[WRITTEN REQUEST]
Print the material below line for line, without changing anything.
** Start of WORKING DATA **
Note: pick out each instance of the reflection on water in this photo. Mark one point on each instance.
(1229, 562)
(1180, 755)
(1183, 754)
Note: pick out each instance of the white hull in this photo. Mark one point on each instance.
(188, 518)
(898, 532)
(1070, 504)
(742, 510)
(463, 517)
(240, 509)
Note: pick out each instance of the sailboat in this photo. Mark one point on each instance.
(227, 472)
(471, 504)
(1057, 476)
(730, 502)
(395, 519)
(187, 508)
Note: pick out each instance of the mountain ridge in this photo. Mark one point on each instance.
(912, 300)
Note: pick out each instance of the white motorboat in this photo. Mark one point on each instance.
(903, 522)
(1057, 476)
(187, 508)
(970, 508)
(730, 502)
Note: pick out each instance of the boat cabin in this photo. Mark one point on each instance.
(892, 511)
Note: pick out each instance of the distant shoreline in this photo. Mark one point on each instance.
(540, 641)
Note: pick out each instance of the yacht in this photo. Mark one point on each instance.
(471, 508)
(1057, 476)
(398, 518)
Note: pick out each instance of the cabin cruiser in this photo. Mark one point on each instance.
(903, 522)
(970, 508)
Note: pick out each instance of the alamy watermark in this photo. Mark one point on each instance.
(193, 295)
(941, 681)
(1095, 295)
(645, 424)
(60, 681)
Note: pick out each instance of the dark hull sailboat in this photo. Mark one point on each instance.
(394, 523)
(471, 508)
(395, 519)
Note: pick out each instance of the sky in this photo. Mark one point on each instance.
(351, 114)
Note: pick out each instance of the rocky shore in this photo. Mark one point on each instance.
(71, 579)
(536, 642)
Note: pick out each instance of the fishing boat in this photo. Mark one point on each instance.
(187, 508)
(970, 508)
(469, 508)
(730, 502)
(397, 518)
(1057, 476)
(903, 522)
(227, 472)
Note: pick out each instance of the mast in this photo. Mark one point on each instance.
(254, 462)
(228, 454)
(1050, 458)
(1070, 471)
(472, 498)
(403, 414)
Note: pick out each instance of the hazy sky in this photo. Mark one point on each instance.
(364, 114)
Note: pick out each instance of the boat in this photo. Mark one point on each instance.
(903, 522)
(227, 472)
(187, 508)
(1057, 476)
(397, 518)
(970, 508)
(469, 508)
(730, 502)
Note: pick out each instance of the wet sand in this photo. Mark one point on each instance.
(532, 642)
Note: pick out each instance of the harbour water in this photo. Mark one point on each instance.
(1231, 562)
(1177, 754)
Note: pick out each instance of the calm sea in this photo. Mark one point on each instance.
** End of WORKING DATA **
[SOLUTION FOR THIS EXERCISE]
Note: pick out each instance of the reflection on water in this photo. Mark one point on each instance.
(1229, 562)
(1180, 755)
(1183, 754)
Note: pick out each instance of the white hull in this photo. Mark one point on each instance.
(188, 518)
(898, 532)
(1070, 504)
(742, 510)
(463, 517)
(240, 509)
Note: pick out each instance of the sailboat in this photo. Mark one point on each instance.
(227, 472)
(471, 504)
(1057, 476)
(730, 502)
(395, 519)
(187, 508)
Note: pick out each instance of the mountain ridge in this photo. Mark one point on each instance.
(912, 300)
Note: pick out each instance of the white motorboat in this photo. Mark one point on each instance.
(903, 522)
(1057, 476)
(187, 508)
(970, 508)
(730, 502)
Note: pick out each instance of the boat cabin in this photo. Mark one point on each instance.
(892, 511)
Note: pick out each instance of the distant shoreline in this photo. Mark one point on each instance.
(540, 641)
Note: pick out each instance of the yacht in this photo. Mark one point on each instance.
(471, 508)
(1057, 476)
(398, 518)
Note: pick out each instance of the cabin cruiser in this photo. Mark one point on each instance.
(903, 522)
(970, 508)
Note: pick out each instance of the alamy watermark in this photo. Mark one point on each instance.
(193, 295)
(941, 681)
(1095, 295)
(645, 424)
(60, 681)
Note: pick out each instance of the dark hull sailboat in this photo. Mark one point on each instance.
(394, 523)
(471, 508)
(395, 519)
Note: pick out each instance of the sky in this photo. Mark one point on each instance.
(351, 114)
Note: pick out each instance of the rocky shore in this photo. Mark one point on each instance.
(71, 579)
(536, 642)
Note: pick out each instance of the fishing boat in this photo. Mark one point on each instance.
(187, 508)
(970, 508)
(469, 508)
(730, 502)
(397, 518)
(1057, 476)
(903, 522)
(227, 472)
Note: pick out each instance of the mast in this photo. Mark one point on each instance.
(254, 462)
(228, 454)
(1050, 458)
(1070, 471)
(472, 498)
(403, 414)
Note: pick out each instance of the hazy sky in this photo. Mark one point on each instance.
(364, 114)
Note: pick out each instance of the boat in this photo. Mark one point on each instance.
(903, 522)
(227, 472)
(187, 508)
(1057, 476)
(397, 518)
(970, 508)
(469, 508)
(730, 502)
Note: pick out each instance of the wet sand in this photo. Mark one point on each instance.
(532, 642)
Note: pick out each instance of the harbour water in this photo. Mark one point on each instance.
(1231, 562)
(1177, 754)
Note: pick out each instance of the calm sea in this photo. Mark one point on each instance.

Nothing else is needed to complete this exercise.